─── Text shown ───
Posted by: CbyerTechTarget
mobile health, mobile health technologies, remote patient monitoring
National Coordinator for Health IT Farzad Mostashari, M.D., (ONC), said that patients now have tools at their fingertips during his keynote speech at the Health Information and Management System Society’s HIMSS 2012 conference. It was a nod to mobile health, clearly, but patients who use monitoring devices through smartphones and other mobile devices must tread carefully.
Why tread carefully? Smartphones and apps are not always reliable, and often times have flaws. An article in the New York Times helped show inconsistencies in monitoring devices, as did a number of reviews from consumers in the market for devices.
One example is the iStethoscope Pro app, which is intended to monitor heart rate. The app comes with a warning that it is meant for entertainment purposes, but patients could still see it as a reliable monitoring device. While the article says the use of smartphones “must be balanced with the cold reality that all of the experimenters should consult with their physicians,” it does not mean they will.
The $129 Withings blood pressure monitor is designed to plug into an iPhone or iPad. It comes with a cuff that will inflate, deflate and record pulse rate and blood pressure automatically. A review on Gizmodo said it is a “pretty amazing device” if “you’ve been told to monitor your blood pressure, have a family history of hypertension, or are just a quantified-self type into life tracking.” However, the review added that the device does not let the user know when they have explicitly high readings and the colors associated with that are easy to miss. Additionally, the device does not offer wireless connectivity.
─── Data ───
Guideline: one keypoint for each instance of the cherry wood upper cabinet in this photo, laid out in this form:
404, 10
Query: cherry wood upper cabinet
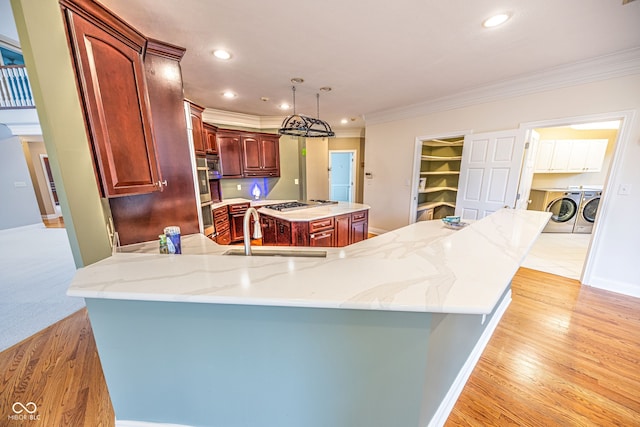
230, 150
261, 155
107, 56
210, 132
197, 129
───
#### Required tasks
[a] Quote the mobile health post between "Why tread carefully?" and "market for devices.", inclusive.
[b] According to the mobile health post, what does the Withings blood pressure monitor cost?
The lines come from a different source than the post.

#### Answer list
[a]
Why tread carefully? Smartphones and apps are not always reliable, and often times have flaws. An article in the New York Times helped show inconsistencies in monitoring devices, as did a number of reviews from consumers in the market for devices.

[b] $129